_Exercícios_
1. Enumera todos os anos mencionados na entrevista ao responsável da Greenpeace em Beirute.
2. Devolve cada linha dos registos em que aparece a palavra "gray".

_Página_
* * * *
240510_ShadLíbano - Diário Liberdade - O repórter do DL no Médio Oriente, Ângelo Meraio, entrevistou o responsável da Greenpeace em Beirute. Eis a entrevista.


Shadi Ghrawi, libanês, nascido em Damasco (Síria) em 1982. Diplomado em Engenharia Informática pela Universidade Árabe de Beirute, activo no campo do ambientalismo desde 2002, principalmente na Greenpeace. Na actualidade trabalha na Greenpeace Mediterrâneo – responsável em Beirute da sua extensa equipa directiva. Shadi também está envolvido nos movimentos locais pelos direitos humanos desde 2006.

DL - Conhecemos alguma coisa sobre a história e a realidade sócio-política do Líbano. O que acontece com o meio ambiente? Quais são os principais problemas que o país confronta?

Shadi Ghrawi - Por causa da situação geral de instabilidade política no Líbano, tanto o povo como o governo não parecem atribuir aos problemas ambientais o peso que requerem. De qualquer maneira está a notar-se um progresso na consciencialização graças às emergentes ONGs ecologistas e com uma jovem consciência no cuidado do meio ambiente.
* * * *
(Registos de indicação de objetos nomeados)
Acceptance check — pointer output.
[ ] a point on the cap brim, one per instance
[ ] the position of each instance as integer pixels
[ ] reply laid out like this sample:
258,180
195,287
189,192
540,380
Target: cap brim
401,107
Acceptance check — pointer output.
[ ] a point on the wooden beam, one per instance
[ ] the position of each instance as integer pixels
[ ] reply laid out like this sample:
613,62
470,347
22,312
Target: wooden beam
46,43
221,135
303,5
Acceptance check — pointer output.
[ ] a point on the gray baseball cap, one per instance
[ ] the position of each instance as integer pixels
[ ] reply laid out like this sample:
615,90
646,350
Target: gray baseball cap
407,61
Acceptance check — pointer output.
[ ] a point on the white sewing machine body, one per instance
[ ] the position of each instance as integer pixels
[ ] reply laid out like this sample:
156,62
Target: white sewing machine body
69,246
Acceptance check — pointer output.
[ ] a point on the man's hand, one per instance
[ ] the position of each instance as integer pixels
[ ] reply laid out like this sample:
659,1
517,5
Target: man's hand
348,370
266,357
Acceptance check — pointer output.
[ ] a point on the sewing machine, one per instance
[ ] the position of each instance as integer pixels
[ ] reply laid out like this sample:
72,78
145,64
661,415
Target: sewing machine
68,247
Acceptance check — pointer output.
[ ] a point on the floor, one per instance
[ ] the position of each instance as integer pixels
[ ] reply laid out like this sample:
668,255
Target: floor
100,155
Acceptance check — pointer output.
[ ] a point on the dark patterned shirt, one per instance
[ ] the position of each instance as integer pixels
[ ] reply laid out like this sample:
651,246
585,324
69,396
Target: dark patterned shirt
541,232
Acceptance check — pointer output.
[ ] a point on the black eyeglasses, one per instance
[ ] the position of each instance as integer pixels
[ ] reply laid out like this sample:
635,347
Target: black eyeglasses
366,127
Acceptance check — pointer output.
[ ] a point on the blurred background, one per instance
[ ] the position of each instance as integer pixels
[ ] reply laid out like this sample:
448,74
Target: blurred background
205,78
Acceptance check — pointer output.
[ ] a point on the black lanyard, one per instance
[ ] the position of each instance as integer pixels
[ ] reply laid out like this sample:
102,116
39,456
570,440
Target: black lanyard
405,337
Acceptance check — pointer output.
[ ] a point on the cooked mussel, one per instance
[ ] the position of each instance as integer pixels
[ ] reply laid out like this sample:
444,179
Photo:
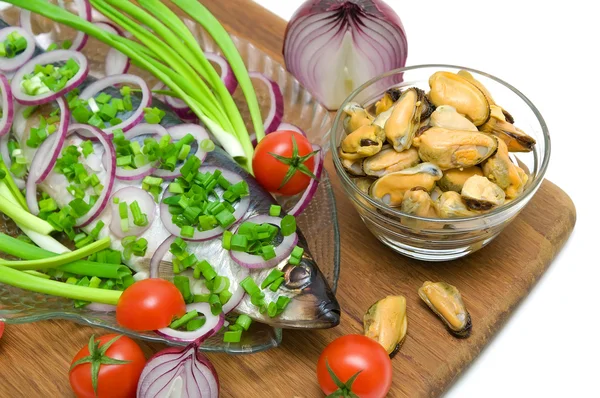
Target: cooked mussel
390,188
454,179
451,205
389,160
479,193
364,142
515,139
502,171
447,303
356,117
386,322
446,117
451,149
451,89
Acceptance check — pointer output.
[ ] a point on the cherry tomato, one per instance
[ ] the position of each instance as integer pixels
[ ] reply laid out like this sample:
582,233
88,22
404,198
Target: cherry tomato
350,354
270,171
113,381
150,304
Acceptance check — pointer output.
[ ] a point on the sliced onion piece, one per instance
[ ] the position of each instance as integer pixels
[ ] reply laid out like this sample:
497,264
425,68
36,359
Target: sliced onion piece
12,64
310,191
240,210
177,133
110,81
159,254
213,324
116,63
111,166
176,372
227,75
44,40
146,170
45,59
129,195
8,108
282,251
275,113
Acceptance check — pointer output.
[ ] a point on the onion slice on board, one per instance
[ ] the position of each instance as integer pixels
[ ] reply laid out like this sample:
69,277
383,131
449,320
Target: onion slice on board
177,372
116,62
129,195
213,324
7,106
282,251
45,59
12,64
110,81
44,40
240,210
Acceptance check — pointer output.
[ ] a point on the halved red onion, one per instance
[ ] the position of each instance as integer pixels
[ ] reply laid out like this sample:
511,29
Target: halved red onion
227,75
213,324
45,59
8,108
282,250
110,81
159,254
275,113
44,40
199,236
129,195
178,132
310,191
116,63
146,170
12,64
176,372
111,166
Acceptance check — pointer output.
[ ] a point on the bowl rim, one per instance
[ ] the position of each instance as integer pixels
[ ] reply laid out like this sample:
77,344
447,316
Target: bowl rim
529,191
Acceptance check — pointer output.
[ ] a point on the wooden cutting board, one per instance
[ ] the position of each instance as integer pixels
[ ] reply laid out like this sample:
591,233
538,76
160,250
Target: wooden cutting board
34,358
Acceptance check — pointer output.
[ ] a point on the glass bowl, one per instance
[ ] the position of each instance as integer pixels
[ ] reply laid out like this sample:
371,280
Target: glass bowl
318,222
436,239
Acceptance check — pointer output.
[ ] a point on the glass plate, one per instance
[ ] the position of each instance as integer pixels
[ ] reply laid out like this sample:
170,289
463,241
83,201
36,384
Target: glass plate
318,222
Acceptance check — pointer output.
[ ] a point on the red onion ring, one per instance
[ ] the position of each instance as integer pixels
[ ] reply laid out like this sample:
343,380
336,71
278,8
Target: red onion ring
227,75
277,104
110,81
12,64
200,236
8,108
44,59
178,132
146,170
310,191
159,254
213,324
128,195
283,250
116,63
110,164
84,10
179,372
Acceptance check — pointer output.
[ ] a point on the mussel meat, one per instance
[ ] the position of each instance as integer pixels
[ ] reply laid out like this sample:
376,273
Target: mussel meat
454,179
502,171
389,160
479,193
451,149
386,322
451,89
446,302
390,188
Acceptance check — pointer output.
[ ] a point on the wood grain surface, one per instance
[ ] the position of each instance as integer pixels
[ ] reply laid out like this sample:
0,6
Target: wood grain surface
34,358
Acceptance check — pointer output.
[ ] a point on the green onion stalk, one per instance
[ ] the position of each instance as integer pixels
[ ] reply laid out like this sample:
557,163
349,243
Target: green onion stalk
171,53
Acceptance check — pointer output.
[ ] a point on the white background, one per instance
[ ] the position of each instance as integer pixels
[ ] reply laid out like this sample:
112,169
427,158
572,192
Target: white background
549,50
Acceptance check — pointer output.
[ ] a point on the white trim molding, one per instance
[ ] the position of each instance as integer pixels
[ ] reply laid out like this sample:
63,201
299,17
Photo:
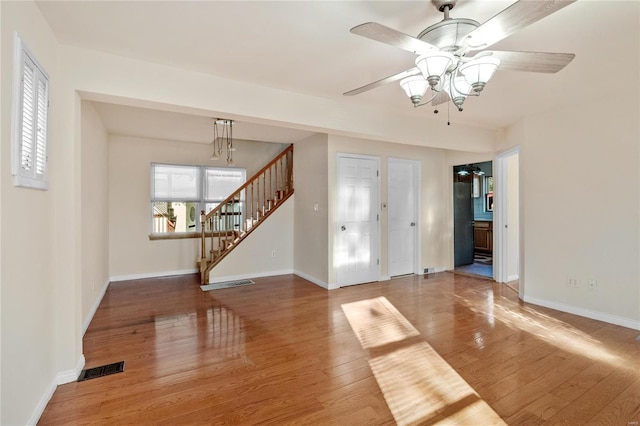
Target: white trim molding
600,316
153,275
214,280
61,378
94,308
319,283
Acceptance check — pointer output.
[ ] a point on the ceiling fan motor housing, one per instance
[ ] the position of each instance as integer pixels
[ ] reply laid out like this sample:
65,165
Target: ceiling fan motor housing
448,34
441,4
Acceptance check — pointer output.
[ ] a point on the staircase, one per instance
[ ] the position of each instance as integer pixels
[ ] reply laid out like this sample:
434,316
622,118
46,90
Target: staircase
224,227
* * * *
_Conjunto de respostas_
1. 1982, 2002 e 2006.

2.
[ ] a point on the gray baseball cap, one per instance
Target: gray baseball cap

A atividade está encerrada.